» **Problème court 1**:
Les affirmations (a), (b) et (c) concordent-elles avec la revue de presse ci-dessous ? Répondez par oui ou non à chacune, en citant mot pour mot le passage qui tranche.
(a) Christine Lagarde annonce une croissance de 2 % en 2011 en s'appuyant sur des prévisions de la Banque de France.
(b) D'après les critères de l'Insee, la baisse de 0,3 % du taux de chômage couvre l'ensemble de l'année 2010.
(c) Pour Pôle emploi, toute personne qui y est inscrite compte comme chômeur.

» **Texte extrait**:
######
Revue de presse · 3 mar. 2011 à 08:29
Dimanche 20 février 2011, Christine Lagarde était l'invitée du Grand Jury sur RTL. Très optimiste quant à la santé économique de la France, elle a notamment affirmé que la croissance serait de 2 % en 2011 en se basant sur les dernières prévisions de la Banque de France. Les économistes, eux, sont plus réservés et prévoient une croissance d'environ 1,5 %.
Mais la ministre de l'Économie s'est particulièrement illustrée en annonçant que le chômage avait baissé en 2010. Ce que le journaliste de RTL, Jean-Michel Aphatie, a contredit. Qui a raison ? En réalité, ils n'ont pas pris le même chiffre. En effet, le taux de chômage en France différencie d'une source à l'autre.
C'est Libération qui a détaillé les raisons de cet écart, dans sa rubrique Desintox du 2 mars 2011
Le BIT est le Bureau international du travail. C'est sur ses calculs que la ministre s'appuie pour affirmer que le taux de chômage a baissé de 0,3% en 2010. C'est l'Insee qui s'occupe de sonder des foyers français chaque trimestre pour faire des statistiques. Est chômeur pour l'Insee toute personne qui n'a pas travaillé dans la semaine de référence, est disponible dans les quinze jours et surtout a entrepris des démarches de recherche d'emploi. D'après ces critères, il en résulte que le taux de chômage a baissé de 0,3% non pas en 2010 mais entre le quatrième trimestre 2009 et le troisième trimestre 2010. Les résultats du quatrième trimestre ne sont pas connus à ce jour.
Sur RTL, Christine Lagarde s'est vu contredite par le journaliste Jean-Michel Aphatie qui affirme, de son côté, que le taux de chômage a augmenté en 2010. Il ne se base pas sur les mêmes données que la ministre. Le journaliste se fie aux chiffres de Pôle Emploi qui a noté une augmentation de 173 000 chômeurs de plus qu'en 2009. Pôle emploi ne se base pas sur les mêmes critères que l'Insee pour établir ses données. Ainsi est considéré comme chômeur, toute personne inscrite à Pôle Emploi.
######
» **Extraits du listing**:
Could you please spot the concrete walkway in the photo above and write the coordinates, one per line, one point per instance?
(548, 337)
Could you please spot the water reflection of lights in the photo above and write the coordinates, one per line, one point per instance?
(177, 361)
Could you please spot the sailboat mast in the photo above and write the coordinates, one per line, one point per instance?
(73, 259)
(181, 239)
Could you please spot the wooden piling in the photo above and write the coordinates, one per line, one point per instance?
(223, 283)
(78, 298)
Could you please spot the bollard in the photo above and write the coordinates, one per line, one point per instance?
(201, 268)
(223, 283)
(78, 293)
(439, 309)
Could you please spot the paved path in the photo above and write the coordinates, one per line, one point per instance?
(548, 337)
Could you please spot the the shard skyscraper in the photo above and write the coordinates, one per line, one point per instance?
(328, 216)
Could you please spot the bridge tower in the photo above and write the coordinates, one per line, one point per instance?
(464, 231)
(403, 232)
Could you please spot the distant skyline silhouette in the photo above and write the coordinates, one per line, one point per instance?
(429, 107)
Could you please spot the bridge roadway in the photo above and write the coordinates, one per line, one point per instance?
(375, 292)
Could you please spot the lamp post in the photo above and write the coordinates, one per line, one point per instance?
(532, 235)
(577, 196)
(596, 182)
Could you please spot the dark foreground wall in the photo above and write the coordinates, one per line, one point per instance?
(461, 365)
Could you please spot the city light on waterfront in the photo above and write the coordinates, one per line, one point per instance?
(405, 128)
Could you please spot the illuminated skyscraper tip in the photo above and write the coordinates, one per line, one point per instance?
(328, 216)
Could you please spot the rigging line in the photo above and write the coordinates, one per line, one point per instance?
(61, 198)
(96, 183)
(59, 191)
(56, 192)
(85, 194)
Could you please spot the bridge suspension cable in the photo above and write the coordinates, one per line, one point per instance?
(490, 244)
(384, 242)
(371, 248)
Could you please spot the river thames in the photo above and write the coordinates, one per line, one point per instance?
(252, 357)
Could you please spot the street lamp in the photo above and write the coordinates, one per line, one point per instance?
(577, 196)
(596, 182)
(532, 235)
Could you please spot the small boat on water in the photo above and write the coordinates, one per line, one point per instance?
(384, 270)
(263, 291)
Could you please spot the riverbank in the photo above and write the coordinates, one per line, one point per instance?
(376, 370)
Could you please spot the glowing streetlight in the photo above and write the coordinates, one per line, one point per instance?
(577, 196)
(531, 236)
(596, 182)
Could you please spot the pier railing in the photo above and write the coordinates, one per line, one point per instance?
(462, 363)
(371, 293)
######
» **Problème court 2**: Relevez toutes les lignes du listing ci-dessus qui contiennent le mot "lamp".

» **Réponse attendue 1**:
(a) Oui : « elle a notamment affirmé que la croissance serait de 2 % en 2011 en se basant sur les dernières prévisions de la Banque de France ».
(b) Non : « le taux de chômage a baissé de 0,3% non pas en 2010 mais entre le quatrième trimestre 2009 et le troisième trimestre 2010 ».
(c) Oui : « Ainsi est considéré comme chômeur, toute personne inscrite à Pôle Emploi. »

» **Réponse attendue 2**:
Could you please spot the lamp post in the photo above and write the coordinates, one per line, one point per instance?
Could you please spot the street lamp in the photo above and write the coordinates, one per line, one point per instance?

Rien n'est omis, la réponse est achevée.